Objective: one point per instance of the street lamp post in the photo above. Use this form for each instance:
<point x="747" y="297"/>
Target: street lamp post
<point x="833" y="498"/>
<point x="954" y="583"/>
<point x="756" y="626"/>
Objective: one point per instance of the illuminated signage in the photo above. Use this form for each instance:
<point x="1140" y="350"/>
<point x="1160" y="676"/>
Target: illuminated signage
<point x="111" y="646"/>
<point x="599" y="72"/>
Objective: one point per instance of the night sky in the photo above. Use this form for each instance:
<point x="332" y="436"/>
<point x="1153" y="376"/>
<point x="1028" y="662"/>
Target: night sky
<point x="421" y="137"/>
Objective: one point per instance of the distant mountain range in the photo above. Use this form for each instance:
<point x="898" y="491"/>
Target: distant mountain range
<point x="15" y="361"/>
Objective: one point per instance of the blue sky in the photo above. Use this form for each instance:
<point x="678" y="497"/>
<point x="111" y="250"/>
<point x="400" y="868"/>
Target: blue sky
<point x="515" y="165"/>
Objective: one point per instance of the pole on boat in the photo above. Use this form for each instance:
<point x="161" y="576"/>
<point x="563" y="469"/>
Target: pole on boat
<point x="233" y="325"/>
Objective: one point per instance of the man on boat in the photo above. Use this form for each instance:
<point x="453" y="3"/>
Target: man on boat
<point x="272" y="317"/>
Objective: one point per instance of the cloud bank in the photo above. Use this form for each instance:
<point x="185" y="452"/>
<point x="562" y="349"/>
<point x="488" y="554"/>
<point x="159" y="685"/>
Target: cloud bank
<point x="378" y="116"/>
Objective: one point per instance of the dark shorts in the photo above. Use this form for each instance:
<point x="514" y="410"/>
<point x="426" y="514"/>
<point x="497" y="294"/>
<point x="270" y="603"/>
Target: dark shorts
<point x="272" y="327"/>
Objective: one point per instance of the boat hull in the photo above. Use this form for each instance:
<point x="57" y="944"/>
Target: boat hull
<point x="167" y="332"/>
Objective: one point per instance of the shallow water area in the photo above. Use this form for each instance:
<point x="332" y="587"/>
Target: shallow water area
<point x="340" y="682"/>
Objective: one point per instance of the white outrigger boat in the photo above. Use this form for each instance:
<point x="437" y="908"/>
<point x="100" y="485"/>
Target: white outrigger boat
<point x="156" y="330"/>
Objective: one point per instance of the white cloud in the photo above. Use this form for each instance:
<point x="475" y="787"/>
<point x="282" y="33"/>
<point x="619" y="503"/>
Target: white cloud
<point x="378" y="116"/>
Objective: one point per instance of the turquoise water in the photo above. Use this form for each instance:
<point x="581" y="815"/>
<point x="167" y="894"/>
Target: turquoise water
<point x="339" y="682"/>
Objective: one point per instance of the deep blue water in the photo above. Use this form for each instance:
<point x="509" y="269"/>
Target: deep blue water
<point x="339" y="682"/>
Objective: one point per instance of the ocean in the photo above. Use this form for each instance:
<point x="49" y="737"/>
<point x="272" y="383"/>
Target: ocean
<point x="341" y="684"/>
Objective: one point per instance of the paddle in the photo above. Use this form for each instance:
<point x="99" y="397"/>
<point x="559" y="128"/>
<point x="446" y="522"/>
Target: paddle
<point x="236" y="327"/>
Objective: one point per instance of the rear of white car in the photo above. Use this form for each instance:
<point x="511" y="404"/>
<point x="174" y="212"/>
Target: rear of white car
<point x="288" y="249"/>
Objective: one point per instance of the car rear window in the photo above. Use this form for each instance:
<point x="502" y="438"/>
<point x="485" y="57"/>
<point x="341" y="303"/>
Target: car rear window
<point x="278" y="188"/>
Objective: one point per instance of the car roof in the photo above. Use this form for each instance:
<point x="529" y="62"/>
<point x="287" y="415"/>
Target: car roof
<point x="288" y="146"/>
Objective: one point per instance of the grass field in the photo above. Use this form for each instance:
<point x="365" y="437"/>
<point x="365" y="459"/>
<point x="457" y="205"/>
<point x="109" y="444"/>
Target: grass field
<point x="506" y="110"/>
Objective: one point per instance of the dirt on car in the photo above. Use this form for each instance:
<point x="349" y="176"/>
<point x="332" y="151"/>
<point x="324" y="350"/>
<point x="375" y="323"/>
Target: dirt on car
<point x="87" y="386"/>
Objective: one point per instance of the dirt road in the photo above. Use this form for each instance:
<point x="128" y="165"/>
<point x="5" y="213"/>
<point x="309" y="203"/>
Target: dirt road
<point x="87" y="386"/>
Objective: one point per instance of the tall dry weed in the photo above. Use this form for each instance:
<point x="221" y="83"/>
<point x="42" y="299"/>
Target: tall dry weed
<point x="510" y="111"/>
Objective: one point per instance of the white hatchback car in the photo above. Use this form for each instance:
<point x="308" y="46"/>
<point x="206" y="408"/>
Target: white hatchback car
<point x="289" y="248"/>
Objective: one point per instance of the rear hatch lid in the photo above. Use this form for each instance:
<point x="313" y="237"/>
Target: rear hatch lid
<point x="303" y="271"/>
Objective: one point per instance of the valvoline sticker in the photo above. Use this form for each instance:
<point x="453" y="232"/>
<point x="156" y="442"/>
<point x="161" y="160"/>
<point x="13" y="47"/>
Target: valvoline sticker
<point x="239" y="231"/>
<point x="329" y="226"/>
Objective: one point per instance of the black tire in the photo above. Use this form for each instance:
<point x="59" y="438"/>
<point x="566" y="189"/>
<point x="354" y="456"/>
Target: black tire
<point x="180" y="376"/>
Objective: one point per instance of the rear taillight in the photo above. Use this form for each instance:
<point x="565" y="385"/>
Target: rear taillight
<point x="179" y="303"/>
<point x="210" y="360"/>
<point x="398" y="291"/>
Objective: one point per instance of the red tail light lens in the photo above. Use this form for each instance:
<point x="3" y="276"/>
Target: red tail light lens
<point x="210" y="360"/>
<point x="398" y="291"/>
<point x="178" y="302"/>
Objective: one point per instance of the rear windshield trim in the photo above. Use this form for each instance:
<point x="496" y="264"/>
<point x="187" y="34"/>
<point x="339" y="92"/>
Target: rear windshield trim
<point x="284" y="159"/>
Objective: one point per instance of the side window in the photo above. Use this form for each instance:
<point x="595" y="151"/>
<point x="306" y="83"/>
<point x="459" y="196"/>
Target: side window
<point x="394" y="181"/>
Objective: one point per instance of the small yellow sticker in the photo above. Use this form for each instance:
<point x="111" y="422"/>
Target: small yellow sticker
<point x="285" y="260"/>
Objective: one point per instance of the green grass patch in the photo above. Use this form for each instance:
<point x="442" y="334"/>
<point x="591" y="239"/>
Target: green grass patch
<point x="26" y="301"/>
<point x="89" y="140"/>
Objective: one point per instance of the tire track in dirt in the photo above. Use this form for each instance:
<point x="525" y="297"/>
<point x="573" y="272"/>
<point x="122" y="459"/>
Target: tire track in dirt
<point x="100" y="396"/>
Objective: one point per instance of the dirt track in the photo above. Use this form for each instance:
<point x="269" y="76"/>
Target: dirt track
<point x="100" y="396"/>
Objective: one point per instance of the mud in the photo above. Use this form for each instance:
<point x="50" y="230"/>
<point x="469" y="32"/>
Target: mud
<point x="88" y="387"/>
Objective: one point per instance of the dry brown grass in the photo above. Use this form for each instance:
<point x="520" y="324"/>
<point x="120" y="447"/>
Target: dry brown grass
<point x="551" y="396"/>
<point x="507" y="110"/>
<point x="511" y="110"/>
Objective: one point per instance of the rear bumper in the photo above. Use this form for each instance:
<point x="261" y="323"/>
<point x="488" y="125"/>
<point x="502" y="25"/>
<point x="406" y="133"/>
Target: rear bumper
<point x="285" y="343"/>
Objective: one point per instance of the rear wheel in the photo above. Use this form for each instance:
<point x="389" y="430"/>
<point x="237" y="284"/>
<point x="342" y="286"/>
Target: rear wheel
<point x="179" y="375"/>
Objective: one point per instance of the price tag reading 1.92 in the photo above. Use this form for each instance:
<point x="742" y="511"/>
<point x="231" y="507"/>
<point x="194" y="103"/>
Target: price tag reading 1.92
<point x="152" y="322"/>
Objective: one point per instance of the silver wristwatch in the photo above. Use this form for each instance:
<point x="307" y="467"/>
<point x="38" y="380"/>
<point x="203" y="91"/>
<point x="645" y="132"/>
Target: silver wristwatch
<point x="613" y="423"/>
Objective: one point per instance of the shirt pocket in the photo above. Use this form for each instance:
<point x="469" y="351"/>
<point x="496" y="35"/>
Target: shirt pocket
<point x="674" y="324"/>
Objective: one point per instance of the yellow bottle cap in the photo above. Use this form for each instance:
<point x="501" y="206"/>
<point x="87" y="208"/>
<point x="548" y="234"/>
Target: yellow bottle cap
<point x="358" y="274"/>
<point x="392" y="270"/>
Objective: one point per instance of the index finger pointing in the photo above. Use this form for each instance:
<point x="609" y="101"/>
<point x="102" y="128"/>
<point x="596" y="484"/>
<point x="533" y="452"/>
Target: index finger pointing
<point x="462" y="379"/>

▬▬▬▬▬▬▬▬▬▬

Task goal:
Return the line that contains "Objective: one point per instance of the rear wheel" and all lines after it, verbatim, and nothing else.

Expected answer:
Objective: one point per instance of the rear wheel in the photo above. Use this form for each instance:
<point x="389" y="430"/>
<point x="237" y="284"/>
<point x="342" y="286"/>
Target: rear wheel
<point x="179" y="375"/>
Objective: one point per instance of the price tag reading 1.92 in the photo above. Use this form for each instance:
<point x="742" y="511"/>
<point x="231" y="507"/>
<point x="194" y="103"/>
Target: price tag reading 1.92
<point x="152" y="322"/>
Objective: one point per instance of the silver wristwatch in the photo above. Use this form for each instance:
<point x="307" y="467"/>
<point x="38" y="380"/>
<point x="203" y="91"/>
<point x="645" y="132"/>
Target: silver wristwatch
<point x="613" y="423"/>
Objective: one point per instance of the shirt pocket in the photo above. Use this form for each instance:
<point x="469" y="351"/>
<point x="496" y="35"/>
Target: shirt pocket
<point x="674" y="324"/>
Objective: one point per instance of the yellow bottle cap in the photo above. Use this form for each instance:
<point x="501" y="206"/>
<point x="87" y="208"/>
<point x="548" y="234"/>
Target: yellow bottle cap
<point x="358" y="274"/>
<point x="392" y="270"/>
Objective: one point per instance of the index finger pointing in the photo above. Use this form for each instance:
<point x="609" y="101"/>
<point x="102" y="128"/>
<point x="596" y="484"/>
<point x="533" y="452"/>
Target: index finger pointing
<point x="462" y="379"/>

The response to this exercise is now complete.